I have never felt more grateful to be on a start line than I did standing in front of the fortified church in Viscri, Transylvania, in Romania on Saturday. I’d heard about the Transylvanian Bear Race over a year ago when my friend Rhalou ran the first ever one and raved about it, sharing amazing photos and saying it was the best race she’d ever done (and she’s run a lot of races). So I signed up pretty much immediately when it opened up for 2016, and couldn’t stop talking about it for the past 9 months or so. People loved the name and the crazy premise of the race (to run through Europe’s last unspoiled virgin forests, with wild bears and wolves, through medieval villages, and finish going up the steps to Dracula’s castle), and I was excited to finally run my first trail marathon after running five road marathons. For me it’d be both an adventure and a new physical test.

But I was quite seriously ill in January, and didn’t really recover enough to do any running whatsoever until April, meaning I had to defer London marathon and DNS Cardiff Half. I managed to party pace Hackney Half in the searing heat, but cramming in 6 weeks of training and only one really long run in for this race was not ideal. But my 3.5hr run along the North Downs Way gave me confidence that I could at least complete the race, and my legs felt marathon-ready, even though overall I knew I still wasn’t back up to my usual fitness level.

Complete the following
• 1. Summarize the Transylvanian Bear Race account in two sentences.
• 2. In the Transylvanian Bear Race account, where was the start line?
• 3. Carry the Transylvanian Bear Race account forward from its last sentence.
Leave the lines that come after this out of the work entirely.

Supplied information
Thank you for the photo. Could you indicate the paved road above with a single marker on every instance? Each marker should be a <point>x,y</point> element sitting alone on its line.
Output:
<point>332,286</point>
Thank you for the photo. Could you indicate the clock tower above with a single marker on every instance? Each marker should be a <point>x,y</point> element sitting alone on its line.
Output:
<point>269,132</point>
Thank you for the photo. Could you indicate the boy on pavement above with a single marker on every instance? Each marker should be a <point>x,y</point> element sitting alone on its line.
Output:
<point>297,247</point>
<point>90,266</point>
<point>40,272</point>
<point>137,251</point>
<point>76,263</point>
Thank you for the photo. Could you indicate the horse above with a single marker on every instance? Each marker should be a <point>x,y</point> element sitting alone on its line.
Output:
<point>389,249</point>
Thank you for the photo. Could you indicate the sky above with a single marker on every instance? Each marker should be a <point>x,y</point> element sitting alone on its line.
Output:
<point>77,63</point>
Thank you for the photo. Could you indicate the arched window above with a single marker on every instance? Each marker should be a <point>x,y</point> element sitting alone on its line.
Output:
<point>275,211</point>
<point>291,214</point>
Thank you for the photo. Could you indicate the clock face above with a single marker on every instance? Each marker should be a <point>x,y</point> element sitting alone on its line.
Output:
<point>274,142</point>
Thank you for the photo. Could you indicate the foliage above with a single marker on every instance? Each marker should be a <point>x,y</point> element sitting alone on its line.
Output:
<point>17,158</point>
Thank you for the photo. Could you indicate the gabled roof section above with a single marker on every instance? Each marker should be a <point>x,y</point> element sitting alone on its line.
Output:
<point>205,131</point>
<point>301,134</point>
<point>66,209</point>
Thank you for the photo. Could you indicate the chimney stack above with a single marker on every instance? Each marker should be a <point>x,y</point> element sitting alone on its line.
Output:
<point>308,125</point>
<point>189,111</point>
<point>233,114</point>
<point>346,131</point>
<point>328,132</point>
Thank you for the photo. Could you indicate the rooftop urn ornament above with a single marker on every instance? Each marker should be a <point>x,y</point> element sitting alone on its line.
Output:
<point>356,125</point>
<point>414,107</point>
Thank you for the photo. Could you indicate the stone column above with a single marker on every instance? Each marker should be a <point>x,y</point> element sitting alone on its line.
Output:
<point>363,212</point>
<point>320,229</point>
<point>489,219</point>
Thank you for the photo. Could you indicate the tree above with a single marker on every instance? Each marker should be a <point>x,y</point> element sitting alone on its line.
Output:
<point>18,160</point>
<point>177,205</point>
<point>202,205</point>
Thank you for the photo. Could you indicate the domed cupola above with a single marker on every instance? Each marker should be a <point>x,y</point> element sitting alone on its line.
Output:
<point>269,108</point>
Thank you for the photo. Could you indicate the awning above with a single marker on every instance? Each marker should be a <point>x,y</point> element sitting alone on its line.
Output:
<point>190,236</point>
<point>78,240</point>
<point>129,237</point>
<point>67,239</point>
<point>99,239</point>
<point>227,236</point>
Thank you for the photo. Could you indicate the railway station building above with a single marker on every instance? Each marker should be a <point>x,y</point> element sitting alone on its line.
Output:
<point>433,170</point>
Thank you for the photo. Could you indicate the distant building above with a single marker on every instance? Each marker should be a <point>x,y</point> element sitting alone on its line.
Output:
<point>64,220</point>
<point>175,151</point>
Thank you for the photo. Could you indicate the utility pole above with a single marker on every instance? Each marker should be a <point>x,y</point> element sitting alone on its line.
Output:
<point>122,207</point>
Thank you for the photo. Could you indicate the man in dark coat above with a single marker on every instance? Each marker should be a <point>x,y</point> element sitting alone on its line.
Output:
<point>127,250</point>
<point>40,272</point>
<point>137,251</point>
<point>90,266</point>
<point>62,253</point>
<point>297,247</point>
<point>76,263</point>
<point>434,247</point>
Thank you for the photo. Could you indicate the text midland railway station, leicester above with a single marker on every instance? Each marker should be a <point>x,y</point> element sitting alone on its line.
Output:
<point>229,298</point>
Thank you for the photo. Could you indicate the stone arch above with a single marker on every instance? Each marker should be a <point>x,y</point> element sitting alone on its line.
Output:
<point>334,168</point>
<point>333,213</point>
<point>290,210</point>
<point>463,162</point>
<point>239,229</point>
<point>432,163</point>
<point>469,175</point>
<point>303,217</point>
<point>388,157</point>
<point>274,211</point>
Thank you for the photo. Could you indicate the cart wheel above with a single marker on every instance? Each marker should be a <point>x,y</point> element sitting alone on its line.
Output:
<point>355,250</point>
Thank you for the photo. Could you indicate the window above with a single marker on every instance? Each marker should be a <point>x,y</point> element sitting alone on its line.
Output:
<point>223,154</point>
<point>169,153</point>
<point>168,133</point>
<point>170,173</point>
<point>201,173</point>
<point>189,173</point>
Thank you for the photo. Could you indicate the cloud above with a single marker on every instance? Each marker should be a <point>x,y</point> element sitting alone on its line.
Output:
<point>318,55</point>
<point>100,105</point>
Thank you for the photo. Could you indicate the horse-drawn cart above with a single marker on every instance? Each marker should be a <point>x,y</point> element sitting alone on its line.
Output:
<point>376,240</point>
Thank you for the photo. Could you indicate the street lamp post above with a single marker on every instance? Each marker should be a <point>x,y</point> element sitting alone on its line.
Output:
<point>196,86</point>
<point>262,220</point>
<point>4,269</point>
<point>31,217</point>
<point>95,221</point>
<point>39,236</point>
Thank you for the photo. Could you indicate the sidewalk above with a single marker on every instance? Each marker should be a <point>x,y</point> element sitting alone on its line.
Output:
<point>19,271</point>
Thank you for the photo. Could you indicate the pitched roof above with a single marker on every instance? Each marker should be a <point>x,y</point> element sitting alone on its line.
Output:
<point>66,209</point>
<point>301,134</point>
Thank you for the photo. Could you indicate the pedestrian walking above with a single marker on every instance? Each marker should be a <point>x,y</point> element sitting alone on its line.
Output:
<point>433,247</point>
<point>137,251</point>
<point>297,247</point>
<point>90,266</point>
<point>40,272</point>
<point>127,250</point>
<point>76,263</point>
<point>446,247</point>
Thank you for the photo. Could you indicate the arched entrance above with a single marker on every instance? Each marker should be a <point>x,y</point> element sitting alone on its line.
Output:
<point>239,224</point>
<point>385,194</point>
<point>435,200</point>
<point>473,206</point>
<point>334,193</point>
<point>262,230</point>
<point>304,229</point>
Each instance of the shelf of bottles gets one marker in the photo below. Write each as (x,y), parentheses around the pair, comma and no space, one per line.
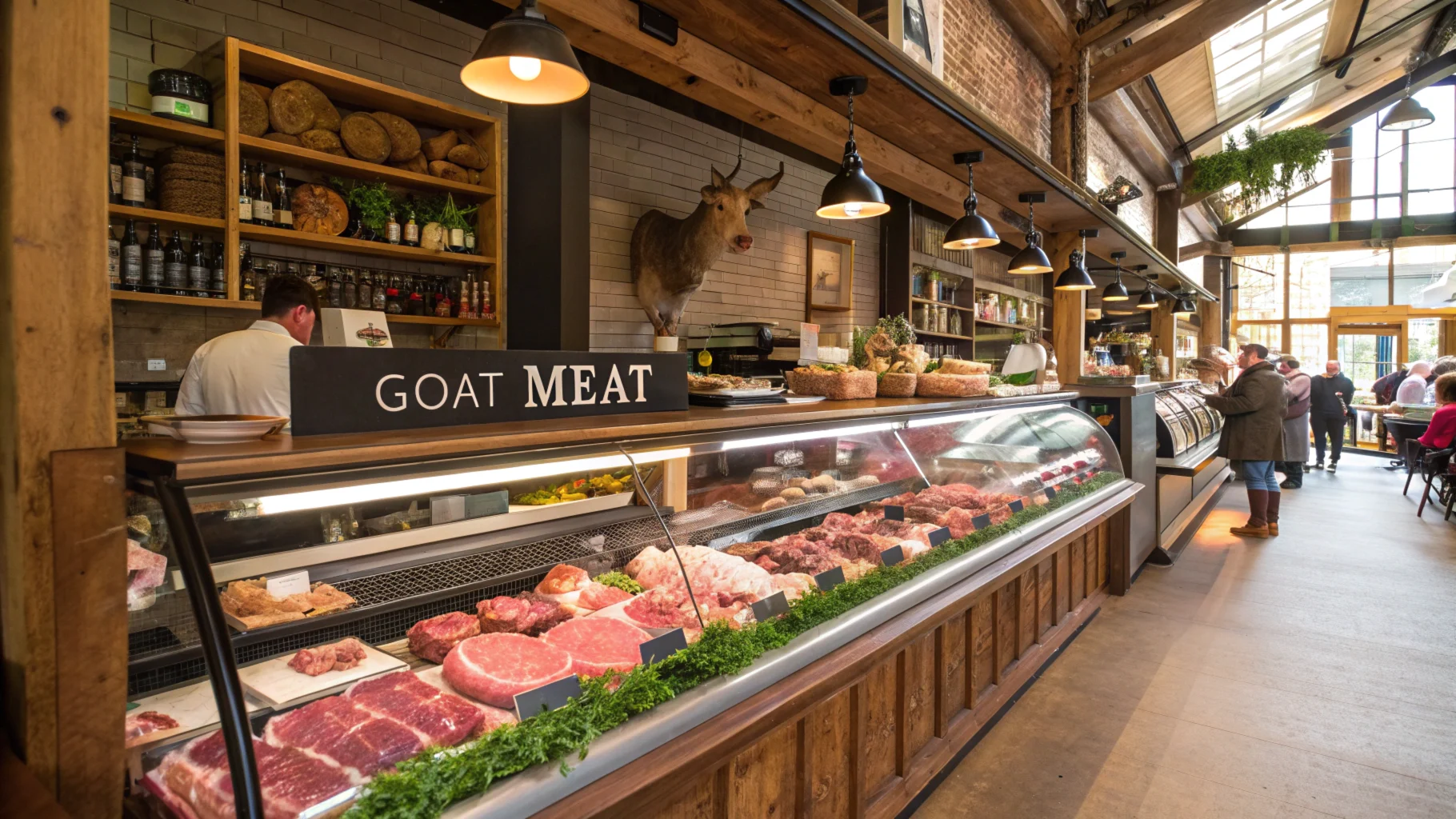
(226,259)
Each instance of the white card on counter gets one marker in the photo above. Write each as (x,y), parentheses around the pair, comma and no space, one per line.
(290,584)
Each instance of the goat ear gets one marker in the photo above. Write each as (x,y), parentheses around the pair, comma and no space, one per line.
(762,186)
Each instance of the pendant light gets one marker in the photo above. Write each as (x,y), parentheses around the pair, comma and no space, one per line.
(970,230)
(1076,274)
(1117,291)
(1033,259)
(1407,115)
(850,194)
(525,58)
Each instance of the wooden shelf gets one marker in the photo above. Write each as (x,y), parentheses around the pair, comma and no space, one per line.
(344,245)
(188,300)
(166,218)
(280,153)
(168,130)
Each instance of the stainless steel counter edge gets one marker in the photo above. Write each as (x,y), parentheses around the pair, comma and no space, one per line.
(526,793)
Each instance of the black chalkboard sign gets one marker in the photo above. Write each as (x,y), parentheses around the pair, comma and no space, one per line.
(376,390)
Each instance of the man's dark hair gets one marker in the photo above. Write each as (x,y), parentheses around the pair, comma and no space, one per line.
(284,293)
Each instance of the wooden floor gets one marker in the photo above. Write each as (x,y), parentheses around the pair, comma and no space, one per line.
(1301,677)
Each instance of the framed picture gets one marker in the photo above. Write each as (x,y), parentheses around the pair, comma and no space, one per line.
(830,274)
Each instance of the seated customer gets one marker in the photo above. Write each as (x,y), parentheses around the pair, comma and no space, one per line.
(1443,422)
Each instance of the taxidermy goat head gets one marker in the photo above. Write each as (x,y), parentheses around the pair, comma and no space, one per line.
(671,257)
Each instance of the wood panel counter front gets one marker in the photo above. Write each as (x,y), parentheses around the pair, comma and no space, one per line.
(282,454)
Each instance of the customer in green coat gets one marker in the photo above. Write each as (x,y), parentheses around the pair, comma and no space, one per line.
(1254,410)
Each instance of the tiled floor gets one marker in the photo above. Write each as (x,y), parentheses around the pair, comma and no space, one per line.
(1301,677)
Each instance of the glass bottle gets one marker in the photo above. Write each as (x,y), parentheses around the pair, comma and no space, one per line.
(245,197)
(134,176)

Responses in order
• 1. The writer signed up for the 2016 Transylvanian Bear Race after a friend, Rhalou, raved about the first one, and looked forward to a first trail marathon after five road marathons. A serious illness in January stopped all running until April, which left only six weeks of training, though a 3.5-hour run along the North Downs Way gave the writer confidence of finishing.

• 2. In front of the fortified church in Viscri, Transylvania, Romania.

• 3.
Bear Race start
Before the start, complete with Run dem Crew tee, custom-sewn bear shorts, and trusty backpack

The Transylvanian Bear Race is actually two races – you can choose to run either the “marathon”, or the ultra. I chose the marathon because I’d been wanting to run a trail marathon for ages, and I credit my staying at a race distance for a number of years before progressing in distance for my only ever having one injury in 14 years of running (from a track session, no less!). So I felt I wanted to stay at the marathon distance a while longer before possibly moving into an ultra at some point – and this ultra is 88km, over twice the marathon distance! I only discovered a month or so before the race that the “marathon” distance was actually 49km the previous year, and as it turned out, 47km this year after cutting out a section through a village. With 576m (1890ft) of climb and challenging terrain, this is not your standard marathon – I’d also learned that last year’s winner finished two hours over his road marathon PB, and that if you get in under 6 hours, you’ve done really well!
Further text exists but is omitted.